• _Exercise instructions_:
Copy each of the following lines word for word.

• _Material for this task_:
══════════
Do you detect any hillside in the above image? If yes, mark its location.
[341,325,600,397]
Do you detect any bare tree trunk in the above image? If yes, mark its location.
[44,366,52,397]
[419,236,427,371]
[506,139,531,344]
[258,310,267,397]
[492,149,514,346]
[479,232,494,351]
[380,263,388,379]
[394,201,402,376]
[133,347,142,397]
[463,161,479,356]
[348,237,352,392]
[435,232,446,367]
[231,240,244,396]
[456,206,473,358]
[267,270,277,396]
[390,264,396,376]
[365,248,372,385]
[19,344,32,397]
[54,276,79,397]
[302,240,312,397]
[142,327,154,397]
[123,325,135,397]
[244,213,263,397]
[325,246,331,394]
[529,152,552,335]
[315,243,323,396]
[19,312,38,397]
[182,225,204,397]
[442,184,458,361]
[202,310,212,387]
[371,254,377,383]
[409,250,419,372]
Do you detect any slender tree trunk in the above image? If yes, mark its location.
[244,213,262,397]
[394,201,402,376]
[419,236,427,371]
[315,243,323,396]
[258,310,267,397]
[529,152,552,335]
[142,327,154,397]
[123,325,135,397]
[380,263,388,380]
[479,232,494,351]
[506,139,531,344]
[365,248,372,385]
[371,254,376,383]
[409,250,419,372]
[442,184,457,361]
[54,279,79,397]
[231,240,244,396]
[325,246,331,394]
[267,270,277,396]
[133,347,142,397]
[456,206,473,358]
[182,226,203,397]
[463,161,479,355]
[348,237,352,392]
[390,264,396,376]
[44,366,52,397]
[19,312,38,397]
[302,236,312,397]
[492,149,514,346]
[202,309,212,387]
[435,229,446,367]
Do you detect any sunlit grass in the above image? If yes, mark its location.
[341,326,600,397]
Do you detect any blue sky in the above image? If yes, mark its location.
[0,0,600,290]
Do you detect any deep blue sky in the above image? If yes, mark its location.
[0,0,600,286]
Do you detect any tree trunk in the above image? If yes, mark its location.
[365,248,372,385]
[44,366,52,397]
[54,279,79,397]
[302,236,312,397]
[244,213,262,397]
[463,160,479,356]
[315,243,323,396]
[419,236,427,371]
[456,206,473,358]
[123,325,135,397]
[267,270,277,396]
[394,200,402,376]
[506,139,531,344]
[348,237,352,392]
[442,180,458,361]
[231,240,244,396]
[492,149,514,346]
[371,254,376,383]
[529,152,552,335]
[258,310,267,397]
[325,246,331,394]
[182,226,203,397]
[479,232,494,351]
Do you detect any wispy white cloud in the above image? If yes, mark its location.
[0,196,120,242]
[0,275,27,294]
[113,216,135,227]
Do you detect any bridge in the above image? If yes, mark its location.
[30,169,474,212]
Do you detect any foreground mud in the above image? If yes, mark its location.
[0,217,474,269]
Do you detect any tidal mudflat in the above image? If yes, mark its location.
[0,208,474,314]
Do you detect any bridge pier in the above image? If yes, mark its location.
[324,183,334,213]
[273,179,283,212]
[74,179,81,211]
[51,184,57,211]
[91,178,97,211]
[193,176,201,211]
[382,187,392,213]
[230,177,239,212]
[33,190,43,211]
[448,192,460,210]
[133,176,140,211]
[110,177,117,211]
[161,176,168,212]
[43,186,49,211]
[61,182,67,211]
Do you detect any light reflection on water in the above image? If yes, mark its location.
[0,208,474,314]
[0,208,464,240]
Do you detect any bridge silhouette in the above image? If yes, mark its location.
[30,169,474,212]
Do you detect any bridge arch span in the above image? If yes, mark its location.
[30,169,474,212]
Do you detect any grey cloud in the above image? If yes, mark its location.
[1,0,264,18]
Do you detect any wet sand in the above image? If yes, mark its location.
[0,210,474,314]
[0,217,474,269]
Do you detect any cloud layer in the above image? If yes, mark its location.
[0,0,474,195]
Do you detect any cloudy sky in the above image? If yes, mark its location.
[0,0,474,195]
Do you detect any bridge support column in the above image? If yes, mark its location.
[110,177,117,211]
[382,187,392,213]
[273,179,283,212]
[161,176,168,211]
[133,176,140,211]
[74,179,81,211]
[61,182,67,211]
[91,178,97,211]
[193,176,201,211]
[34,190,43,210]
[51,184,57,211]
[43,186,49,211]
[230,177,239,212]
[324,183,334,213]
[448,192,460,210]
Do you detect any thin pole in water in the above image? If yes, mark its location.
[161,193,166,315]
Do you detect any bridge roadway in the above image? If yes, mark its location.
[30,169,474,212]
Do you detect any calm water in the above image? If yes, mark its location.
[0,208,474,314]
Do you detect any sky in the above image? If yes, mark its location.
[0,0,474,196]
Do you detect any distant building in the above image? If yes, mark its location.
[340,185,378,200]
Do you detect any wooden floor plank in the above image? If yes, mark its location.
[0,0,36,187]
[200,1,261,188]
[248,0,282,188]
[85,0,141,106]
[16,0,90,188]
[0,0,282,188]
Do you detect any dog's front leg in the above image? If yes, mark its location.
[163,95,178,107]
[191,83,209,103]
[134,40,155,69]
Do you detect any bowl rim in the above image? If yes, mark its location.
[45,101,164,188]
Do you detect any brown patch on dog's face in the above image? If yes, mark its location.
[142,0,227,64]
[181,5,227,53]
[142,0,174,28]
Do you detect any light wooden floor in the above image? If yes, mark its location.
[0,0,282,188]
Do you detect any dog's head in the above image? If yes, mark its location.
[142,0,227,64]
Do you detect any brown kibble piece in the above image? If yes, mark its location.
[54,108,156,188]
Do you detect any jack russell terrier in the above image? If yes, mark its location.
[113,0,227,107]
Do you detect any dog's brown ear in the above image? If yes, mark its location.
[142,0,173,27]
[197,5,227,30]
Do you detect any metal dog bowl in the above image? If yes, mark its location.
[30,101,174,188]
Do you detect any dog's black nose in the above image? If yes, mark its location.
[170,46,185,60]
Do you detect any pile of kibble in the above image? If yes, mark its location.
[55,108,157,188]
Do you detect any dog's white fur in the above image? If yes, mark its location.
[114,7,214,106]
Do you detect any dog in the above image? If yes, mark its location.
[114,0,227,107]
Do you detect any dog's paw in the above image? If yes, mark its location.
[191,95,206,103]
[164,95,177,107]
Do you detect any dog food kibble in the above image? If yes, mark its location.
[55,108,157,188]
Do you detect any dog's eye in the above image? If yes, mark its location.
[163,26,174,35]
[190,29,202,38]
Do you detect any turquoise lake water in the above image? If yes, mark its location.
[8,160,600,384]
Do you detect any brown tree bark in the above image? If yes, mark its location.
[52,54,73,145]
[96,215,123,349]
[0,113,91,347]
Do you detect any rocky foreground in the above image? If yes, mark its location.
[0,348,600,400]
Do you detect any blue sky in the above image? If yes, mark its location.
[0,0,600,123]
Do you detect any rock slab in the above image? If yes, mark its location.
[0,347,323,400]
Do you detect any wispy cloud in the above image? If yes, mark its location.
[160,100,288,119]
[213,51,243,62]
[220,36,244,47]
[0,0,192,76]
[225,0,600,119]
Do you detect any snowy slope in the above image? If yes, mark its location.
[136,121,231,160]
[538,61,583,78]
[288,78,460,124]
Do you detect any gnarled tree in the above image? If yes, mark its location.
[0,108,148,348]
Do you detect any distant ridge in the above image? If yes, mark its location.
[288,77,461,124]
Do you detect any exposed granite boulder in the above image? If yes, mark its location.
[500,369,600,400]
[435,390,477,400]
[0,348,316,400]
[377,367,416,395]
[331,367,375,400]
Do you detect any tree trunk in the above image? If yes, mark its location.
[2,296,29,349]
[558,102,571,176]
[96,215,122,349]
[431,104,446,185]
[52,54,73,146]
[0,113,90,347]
══════════
• _Result for this exercise_:
Do you detect any hillside in the above image? If yes, mark its location.
[341,325,600,397]
Do you detect any bare tree trunk in the above image? If yes, mark its location.
[44,366,52,397]
[419,236,427,371]
[506,139,531,344]
[258,310,267,397]
[492,149,514,346]
[479,232,494,351]
[380,263,388,379]
[394,201,402,376]
[133,347,142,397]
[463,161,479,356]
[348,237,352,392]
[435,232,446,367]
[231,240,244,396]
[456,206,473,358]
[267,270,277,396]
[390,264,396,376]
[365,248,372,385]
[19,344,32,397]
[54,276,79,397]
[302,240,312,397]
[142,327,154,397]
[123,325,135,397]
[244,213,263,397]
[325,246,331,394]
[529,152,552,335]
[315,243,323,396]
[19,312,38,397]
[182,225,204,397]
[442,184,458,361]
[202,310,212,387]
[371,254,377,383]
[409,250,419,372]
Do you detect any slender tree trunk in the above image? If yes, mark its location.
[244,213,262,397]
[394,201,402,376]
[419,236,427,371]
[315,243,323,396]
[258,310,267,397]
[529,152,552,335]
[142,327,154,397]
[123,325,135,397]
[380,263,388,380]
[479,232,494,351]
[506,139,531,344]
[365,248,372,385]
[371,254,376,383]
[409,250,419,372]
[442,184,457,361]
[54,279,79,397]
[231,240,244,396]
[325,246,331,394]
[267,270,277,396]
[133,347,142,397]
[456,206,473,358]
[182,226,203,397]
[463,161,479,355]
[348,237,352,392]
[390,264,396,376]
[44,366,52,397]
[19,312,38,397]
[302,236,312,397]
[492,149,514,346]
[202,309,212,387]
[435,229,446,367]
Do you detect any sunlit grass in the above image? If yes, mark its location.
[341,326,600,397]
Do you detect any blue sky in the above image? If yes, mark its location.
[0,0,600,290]
Do you detect any deep blue sky in the above image? If yes, mark its location.
[0,0,600,286]
Do you detect any tree trunk in the above image? If yes, mark its location.
[365,248,372,385]
[44,366,52,397]
[54,279,79,397]
[302,236,312,397]
[244,213,262,397]
[463,160,479,356]
[315,243,323,396]
[419,236,427,371]
[456,206,473,358]
[123,325,135,397]
[267,270,277,396]
[394,200,402,376]
[506,139,531,344]
[348,237,352,392]
[442,180,458,361]
[231,240,244,396]
[492,149,514,346]
[371,254,376,383]
[529,152,552,335]
[258,310,267,397]
[325,246,331,394]
[182,226,203,397]
[479,232,494,351]
Do you detect any wispy white cloud in the above image? If yes, mark its location.
[0,196,120,242]
[0,275,27,294]
[113,216,135,227]
Do you detect any bridge in the above image? If yes, mark its location.
[30,169,474,212]
Do you detect any foreground mud in the above image? If yes, mark its location.
[0,217,474,269]
Do you detect any tidal mudflat in the above image? If yes, mark its location.
[0,208,474,314]
Do you detect any bridge pier in the above image? If yes, mark its location.
[324,183,334,213]
[273,179,283,212]
[74,179,81,211]
[51,184,57,211]
[91,178,97,211]
[193,176,201,211]
[382,187,392,213]
[230,177,239,212]
[33,190,43,211]
[448,192,460,210]
[133,176,140,211]
[110,177,117,211]
[161,176,168,212]
[43,186,49,211]
[61,182,67,211]
Do you detect any light reflection on water in the above image? If yes, mark its location.
[0,208,474,314]
[0,208,464,240]
Do you detect any bridge silhouette in the above image? If yes, mark its location.
[30,169,474,212]
Do you detect any bridge arch span in the above image? If yes, mark its location.
[30,169,474,212]
Do you detect any grey cloud in the above image? If yes, mark its location.
[1,0,264,18]
Do you detect any wet sand in the above image? If yes, mark its location.
[0,210,474,314]
[0,217,474,269]
Do you detect any cloud layer in the above image? If yes, mark its location.
[0,0,474,195]
Do you detect any cloudy sky in the above image? If yes, mark its location.
[0,0,474,195]
Do you detect any bridge support column in the above image? If yes, mark its location.
[110,177,117,211]
[382,187,392,213]
[273,179,283,212]
[161,176,168,211]
[133,176,140,211]
[74,179,81,211]
[61,182,67,211]
[91,178,97,211]
[193,176,201,211]
[34,190,43,210]
[51,184,57,211]
[43,186,49,211]
[230,177,239,212]
[324,183,334,213]
[448,192,460,210]
Do you detect any thin pole in water in the above image? If yes, mark its location.
[161,193,166,315]
Do you detect any bridge roadway in the above image? If yes, mark its location.
[30,169,474,212]
Do you detect any calm water in the above image? If yes, mark its location.
[0,208,474,314]
Do you detect any sky in the above image? If yes, mark its location.
[0,0,474,196]
Do you detect any distant building in the above image? If yes, mark its location.
[340,185,378,200]
Do you detect any wooden floor plank in the above image? If yes, mark its location.
[0,0,36,187]
[200,1,261,188]
[248,0,282,188]
[85,0,141,106]
[16,0,90,188]
[0,0,282,188]
Do you detect any dog's front leg in the above image? If yes, mark its location.
[163,95,178,107]
[191,83,209,103]
[134,40,155,69]
Do you detect any bowl rim in the above image? If yes, mark its location.
[45,101,164,188]
Do you detect any brown patch on dog's face in the above image? If yes, mark its location.
[142,0,227,64]
[181,5,227,53]
[142,0,174,28]
Do you detect any light wooden floor in the above image? If yes, mark its location.
[0,0,282,188]
Do you detect any dog's head in the above image? If yes, mark its location.
[142,0,227,64]
Do you detect any brown kibble piece in the above image? If yes, mark its location.
[54,108,156,188]
Do you detect any jack russell terrier in the above image? If yes, mark its location.
[113,0,227,107]
Do you detect any dog's brown ear in the above image? If yes, mark its location.
[142,0,173,27]
[197,5,227,30]
Do you detect any metal dog bowl in the above image? If yes, mark its location.
[30,101,174,188]
Do you detect any dog's black nose in the above image? If yes, mark its location.
[170,46,185,60]
Do you detect any pile of kibble in the above image? If yes, mark its location.
[55,108,157,188]
Do you detect any dog's white fur in the above image? If yes, mark its location.
[114,7,214,106]
Do you detect any dog in the above image? If yes, mark its location.
[114,0,227,107]
Do you detect any dog's paw in the above image? If yes, mark its location.
[191,95,206,103]
[164,95,177,107]
Do you detect any dog food kibble in the above image? If yes, mark its location.
[55,108,157,188]
Do you detect any dog's eye in the above image? If yes, mark its location.
[163,26,174,35]
[190,29,202,38]
Do you detect any turquoise lake water in the above image? If yes, mark its location.
[8,160,600,384]
Do you detect any brown tree bark in the above image? If yes, mark its location.
[52,54,73,145]
[96,215,123,349]
[0,113,91,347]
Do you detect any rocky foreground in the above image? If yes, mark its location.
[0,348,600,400]
Do you detect any blue sky in the above image? If yes, mark its location.
[0,0,600,123]
Do you detect any rock slab in the above image? If yes, mark its location.
[0,347,323,400]
Do you detect any wispy cloud in the above image? If yes, mark its location.
[160,100,288,119]
[213,51,243,62]
[220,36,244,47]
[0,0,192,76]
[225,0,600,119]
Do you detect any snowy slope in the above image? If yes, mark its location.
[136,121,231,160]
[538,61,583,78]
[288,78,460,124]
Do you detect any gnarled tree in the above image? If yes, mark its location.
[0,108,148,348]
Do you detect any distant ridge in the above image? If yes, mark its location.
[288,77,461,124]
Do you detect any exposed granite boulder in the above image? If yes, mark its location.
[500,369,600,400]
[435,390,477,400]
[0,348,316,400]
[377,367,416,395]
[331,367,375,400]
Do you detect any tree trunk in the above image? If yes, mark its location.
[2,296,29,349]
[558,102,571,176]
[96,215,122,349]
[431,104,446,185]
[52,54,73,146]
[0,113,90,347]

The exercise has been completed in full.